● Task description
Copy the listing from the line containing "Where can the dog's pink" through the line containing "point(321, 153)", switching "marker" to "pin" wherever it appears and leaving everything else unchanged. Return only those lines.

● Input material
************
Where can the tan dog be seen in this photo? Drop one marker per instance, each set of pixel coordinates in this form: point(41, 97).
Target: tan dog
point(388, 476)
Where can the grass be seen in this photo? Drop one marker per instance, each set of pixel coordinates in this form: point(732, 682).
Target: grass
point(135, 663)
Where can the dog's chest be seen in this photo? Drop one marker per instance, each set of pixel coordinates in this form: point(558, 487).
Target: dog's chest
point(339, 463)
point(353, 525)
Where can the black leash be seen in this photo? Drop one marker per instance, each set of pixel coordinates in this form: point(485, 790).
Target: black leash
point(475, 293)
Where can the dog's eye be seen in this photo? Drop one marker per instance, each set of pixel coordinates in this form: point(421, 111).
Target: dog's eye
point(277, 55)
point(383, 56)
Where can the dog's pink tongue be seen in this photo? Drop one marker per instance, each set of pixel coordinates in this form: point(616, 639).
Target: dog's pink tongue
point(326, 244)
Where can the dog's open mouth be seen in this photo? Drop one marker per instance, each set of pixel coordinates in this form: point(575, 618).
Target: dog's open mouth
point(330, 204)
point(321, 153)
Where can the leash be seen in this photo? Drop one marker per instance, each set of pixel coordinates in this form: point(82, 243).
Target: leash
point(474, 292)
************
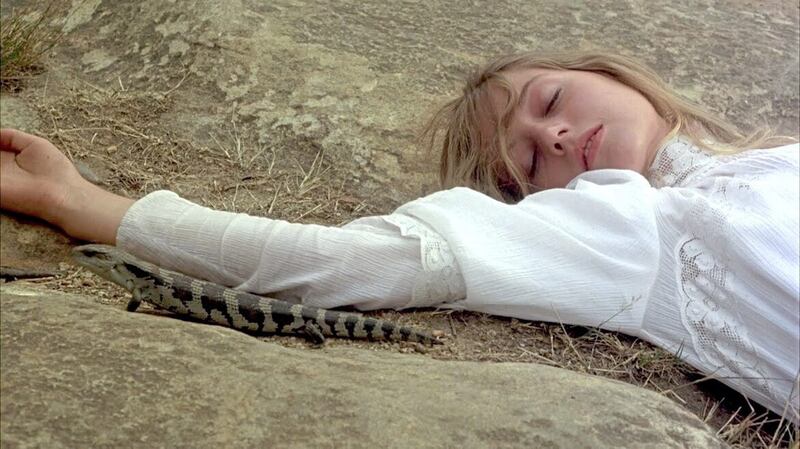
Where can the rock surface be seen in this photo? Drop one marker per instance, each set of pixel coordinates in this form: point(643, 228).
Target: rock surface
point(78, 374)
************
● Task output
Where can the dog's pink tongue be seen in this photo? Drop one pin per instance, each set of pixel coordinates in this form: point(616, 639).
Target: dog's pink tongue
point(326, 244)
Where can the dog's open mouth be seen in this photo? Drop one pin per instance, each set of pixel coordinates in this form: point(575, 618).
Target: dog's open mouth
point(330, 204)
point(321, 153)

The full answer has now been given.